- [Exercise brief]: Skip all lines in the entries below that come before the one containing "Locate the tower". Repeat that line and the rest exactly.

- [Given records]:

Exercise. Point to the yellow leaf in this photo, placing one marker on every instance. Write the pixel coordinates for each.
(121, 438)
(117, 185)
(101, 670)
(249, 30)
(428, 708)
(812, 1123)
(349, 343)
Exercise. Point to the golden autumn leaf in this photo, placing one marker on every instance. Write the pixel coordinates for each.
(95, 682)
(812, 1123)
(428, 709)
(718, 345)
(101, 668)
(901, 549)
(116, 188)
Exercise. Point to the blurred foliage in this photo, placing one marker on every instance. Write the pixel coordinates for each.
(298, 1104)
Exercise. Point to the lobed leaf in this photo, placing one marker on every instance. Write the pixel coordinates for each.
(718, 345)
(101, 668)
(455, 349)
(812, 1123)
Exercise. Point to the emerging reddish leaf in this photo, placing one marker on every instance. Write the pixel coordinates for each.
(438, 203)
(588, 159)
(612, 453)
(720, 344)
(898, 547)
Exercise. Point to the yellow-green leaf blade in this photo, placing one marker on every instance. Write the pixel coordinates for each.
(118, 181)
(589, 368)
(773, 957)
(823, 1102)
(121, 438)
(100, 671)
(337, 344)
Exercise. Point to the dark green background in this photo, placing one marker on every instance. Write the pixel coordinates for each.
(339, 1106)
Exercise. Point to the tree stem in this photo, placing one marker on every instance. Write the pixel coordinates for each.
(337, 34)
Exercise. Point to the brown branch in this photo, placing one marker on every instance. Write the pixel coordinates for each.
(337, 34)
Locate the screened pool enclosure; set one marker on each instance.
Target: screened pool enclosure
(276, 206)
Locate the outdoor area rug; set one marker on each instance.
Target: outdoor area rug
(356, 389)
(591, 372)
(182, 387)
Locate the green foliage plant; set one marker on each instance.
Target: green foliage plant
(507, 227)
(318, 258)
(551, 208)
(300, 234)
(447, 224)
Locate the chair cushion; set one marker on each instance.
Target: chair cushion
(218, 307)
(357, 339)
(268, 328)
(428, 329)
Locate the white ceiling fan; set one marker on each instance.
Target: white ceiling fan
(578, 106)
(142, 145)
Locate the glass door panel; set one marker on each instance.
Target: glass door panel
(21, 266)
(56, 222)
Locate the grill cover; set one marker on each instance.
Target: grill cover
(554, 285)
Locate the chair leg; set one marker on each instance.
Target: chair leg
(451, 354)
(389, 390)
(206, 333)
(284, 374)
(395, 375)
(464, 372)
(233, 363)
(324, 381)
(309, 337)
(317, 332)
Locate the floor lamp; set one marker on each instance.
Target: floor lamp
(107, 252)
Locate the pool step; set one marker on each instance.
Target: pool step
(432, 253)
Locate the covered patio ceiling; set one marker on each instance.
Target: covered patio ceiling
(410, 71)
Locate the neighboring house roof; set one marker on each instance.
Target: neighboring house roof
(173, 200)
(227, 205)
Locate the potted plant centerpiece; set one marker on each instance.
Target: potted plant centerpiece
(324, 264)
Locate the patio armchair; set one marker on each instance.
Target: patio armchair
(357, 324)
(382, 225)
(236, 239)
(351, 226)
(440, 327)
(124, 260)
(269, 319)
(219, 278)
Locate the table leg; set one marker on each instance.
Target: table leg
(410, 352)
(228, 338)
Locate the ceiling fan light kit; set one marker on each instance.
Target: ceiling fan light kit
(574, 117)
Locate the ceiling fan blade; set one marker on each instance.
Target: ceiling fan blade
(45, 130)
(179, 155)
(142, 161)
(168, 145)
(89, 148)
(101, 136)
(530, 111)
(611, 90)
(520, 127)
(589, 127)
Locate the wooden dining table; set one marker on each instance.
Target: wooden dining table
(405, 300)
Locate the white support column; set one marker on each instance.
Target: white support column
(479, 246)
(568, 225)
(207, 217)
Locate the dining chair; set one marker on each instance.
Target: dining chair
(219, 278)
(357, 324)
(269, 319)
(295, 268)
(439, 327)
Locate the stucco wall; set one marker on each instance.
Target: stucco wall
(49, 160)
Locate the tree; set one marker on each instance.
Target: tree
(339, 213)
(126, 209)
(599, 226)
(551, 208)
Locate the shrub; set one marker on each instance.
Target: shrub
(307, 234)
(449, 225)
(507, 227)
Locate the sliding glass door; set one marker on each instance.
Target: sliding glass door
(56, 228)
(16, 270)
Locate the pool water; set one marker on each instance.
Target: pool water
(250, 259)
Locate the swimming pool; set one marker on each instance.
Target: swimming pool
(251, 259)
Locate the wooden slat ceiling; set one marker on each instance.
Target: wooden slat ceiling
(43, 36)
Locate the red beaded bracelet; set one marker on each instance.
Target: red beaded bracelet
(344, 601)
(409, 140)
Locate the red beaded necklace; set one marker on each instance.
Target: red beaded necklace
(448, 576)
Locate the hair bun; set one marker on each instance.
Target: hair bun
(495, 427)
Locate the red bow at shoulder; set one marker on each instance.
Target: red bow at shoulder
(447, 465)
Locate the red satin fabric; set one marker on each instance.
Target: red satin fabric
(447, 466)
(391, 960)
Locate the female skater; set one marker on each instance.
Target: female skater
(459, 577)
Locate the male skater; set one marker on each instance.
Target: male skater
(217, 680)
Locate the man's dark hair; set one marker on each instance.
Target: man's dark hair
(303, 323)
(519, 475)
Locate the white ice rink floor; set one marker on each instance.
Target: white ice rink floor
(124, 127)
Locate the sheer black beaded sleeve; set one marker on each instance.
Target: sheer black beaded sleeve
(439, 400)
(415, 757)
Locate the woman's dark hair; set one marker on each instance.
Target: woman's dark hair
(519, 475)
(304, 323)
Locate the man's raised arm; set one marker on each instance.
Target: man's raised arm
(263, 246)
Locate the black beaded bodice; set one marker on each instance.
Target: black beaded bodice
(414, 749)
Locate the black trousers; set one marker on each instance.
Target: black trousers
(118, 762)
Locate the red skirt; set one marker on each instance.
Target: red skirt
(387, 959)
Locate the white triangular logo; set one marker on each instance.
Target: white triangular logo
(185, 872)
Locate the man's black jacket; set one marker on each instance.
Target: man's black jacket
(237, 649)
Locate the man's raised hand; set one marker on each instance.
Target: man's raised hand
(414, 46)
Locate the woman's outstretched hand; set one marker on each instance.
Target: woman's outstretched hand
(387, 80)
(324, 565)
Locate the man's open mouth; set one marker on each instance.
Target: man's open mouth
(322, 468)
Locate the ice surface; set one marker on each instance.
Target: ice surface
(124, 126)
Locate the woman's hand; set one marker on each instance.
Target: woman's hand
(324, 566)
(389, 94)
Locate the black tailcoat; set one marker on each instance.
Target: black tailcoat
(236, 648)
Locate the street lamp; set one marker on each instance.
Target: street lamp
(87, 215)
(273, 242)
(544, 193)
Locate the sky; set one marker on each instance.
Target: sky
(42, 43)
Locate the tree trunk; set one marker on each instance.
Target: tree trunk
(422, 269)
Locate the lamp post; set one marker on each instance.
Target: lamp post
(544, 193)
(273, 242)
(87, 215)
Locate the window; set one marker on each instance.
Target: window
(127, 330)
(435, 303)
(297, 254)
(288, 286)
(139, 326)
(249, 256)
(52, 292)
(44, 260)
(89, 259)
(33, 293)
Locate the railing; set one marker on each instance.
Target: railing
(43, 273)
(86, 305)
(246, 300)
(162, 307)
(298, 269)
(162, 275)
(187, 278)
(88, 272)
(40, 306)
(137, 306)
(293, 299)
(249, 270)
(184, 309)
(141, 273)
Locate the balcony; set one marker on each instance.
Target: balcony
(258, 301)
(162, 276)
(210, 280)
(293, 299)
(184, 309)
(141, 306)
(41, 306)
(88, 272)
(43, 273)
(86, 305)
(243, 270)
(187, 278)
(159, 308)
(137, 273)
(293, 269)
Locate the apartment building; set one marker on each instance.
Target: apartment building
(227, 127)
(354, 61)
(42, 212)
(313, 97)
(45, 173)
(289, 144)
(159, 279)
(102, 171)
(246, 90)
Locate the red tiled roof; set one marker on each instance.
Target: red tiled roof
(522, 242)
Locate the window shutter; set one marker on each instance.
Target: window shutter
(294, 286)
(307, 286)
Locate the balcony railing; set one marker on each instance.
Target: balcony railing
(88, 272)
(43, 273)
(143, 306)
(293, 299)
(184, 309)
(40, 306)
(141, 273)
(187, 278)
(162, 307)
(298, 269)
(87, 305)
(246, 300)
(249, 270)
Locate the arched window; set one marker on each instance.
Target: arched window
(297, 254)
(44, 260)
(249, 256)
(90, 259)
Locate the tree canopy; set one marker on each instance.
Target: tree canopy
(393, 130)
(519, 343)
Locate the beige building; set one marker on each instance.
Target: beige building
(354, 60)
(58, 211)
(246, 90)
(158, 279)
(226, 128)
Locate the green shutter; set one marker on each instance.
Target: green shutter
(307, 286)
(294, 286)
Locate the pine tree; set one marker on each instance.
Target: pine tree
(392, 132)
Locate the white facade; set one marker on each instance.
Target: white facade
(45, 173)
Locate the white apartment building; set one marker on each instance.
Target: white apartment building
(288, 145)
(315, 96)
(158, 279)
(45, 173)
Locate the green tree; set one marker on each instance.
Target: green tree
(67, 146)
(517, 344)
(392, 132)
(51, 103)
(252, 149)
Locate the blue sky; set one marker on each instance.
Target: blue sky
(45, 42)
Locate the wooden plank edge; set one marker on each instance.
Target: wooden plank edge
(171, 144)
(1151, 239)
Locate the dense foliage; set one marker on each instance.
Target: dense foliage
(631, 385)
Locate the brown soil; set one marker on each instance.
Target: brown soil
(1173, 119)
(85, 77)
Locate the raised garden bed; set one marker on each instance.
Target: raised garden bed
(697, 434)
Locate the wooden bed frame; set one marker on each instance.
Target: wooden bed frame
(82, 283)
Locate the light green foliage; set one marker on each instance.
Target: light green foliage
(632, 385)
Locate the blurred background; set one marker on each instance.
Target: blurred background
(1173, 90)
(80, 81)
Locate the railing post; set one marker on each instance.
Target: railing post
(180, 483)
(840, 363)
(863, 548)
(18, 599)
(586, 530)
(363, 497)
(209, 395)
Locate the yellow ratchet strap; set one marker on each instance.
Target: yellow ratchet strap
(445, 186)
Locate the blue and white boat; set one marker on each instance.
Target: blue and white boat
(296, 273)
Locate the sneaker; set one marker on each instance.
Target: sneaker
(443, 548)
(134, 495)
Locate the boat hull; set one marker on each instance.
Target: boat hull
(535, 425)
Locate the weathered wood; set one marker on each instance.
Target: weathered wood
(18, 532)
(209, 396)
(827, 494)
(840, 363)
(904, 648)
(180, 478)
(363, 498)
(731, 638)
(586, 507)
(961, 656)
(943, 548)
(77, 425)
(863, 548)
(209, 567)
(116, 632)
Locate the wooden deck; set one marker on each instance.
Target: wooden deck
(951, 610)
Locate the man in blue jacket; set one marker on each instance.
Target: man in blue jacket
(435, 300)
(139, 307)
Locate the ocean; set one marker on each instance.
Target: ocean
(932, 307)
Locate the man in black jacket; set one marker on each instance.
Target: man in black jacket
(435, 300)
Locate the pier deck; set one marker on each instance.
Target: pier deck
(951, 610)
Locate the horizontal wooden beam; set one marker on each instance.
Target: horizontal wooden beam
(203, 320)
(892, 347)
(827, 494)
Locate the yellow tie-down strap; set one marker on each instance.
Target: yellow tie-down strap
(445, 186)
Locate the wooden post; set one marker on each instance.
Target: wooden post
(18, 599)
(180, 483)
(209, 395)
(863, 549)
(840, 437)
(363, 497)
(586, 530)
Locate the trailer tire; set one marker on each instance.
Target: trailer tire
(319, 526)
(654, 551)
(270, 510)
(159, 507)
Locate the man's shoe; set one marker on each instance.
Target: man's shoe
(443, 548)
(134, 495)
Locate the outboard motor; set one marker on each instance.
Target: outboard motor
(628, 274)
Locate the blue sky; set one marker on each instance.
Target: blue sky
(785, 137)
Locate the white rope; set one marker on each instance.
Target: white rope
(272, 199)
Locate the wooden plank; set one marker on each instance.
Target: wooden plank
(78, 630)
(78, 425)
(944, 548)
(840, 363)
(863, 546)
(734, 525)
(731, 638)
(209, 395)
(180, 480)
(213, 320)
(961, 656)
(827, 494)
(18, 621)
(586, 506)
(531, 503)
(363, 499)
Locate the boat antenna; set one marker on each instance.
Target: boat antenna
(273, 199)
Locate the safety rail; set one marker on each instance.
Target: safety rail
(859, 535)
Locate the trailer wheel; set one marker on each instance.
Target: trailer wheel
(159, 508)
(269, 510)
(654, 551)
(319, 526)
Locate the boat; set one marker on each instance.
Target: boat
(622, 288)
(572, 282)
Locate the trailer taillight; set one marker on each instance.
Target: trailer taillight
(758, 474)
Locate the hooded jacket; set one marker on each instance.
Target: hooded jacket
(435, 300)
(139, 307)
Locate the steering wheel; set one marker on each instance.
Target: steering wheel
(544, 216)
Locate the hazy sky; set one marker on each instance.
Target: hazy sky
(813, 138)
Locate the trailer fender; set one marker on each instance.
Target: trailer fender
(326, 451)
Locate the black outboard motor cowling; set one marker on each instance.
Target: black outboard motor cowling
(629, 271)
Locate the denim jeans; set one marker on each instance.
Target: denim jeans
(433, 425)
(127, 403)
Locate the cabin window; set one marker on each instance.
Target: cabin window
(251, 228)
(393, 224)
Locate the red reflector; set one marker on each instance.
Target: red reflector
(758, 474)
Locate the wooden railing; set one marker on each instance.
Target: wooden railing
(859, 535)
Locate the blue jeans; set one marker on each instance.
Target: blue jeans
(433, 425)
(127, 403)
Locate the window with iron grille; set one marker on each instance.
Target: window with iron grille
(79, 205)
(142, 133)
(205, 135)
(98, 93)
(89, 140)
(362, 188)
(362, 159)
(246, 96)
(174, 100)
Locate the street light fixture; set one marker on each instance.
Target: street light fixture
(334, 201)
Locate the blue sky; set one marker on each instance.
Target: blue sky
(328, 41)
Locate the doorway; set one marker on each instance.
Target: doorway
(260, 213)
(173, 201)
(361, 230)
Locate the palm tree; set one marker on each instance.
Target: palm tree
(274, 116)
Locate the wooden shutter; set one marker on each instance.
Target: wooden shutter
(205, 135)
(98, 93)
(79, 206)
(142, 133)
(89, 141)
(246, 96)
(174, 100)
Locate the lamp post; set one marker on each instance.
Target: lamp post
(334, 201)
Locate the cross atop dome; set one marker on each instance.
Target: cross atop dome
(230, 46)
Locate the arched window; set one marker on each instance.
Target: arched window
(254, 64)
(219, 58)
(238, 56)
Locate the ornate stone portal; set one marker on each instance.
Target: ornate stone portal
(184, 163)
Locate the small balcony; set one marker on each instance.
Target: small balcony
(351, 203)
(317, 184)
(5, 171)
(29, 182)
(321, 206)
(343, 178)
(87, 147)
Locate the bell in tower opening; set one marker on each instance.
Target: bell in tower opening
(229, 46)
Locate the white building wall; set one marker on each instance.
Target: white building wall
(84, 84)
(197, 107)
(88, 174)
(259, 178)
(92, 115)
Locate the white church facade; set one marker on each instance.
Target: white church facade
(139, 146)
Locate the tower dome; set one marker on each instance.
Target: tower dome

- [Your solution]:
Locate the tower dome; set one marker on each instance.
Target: tower dome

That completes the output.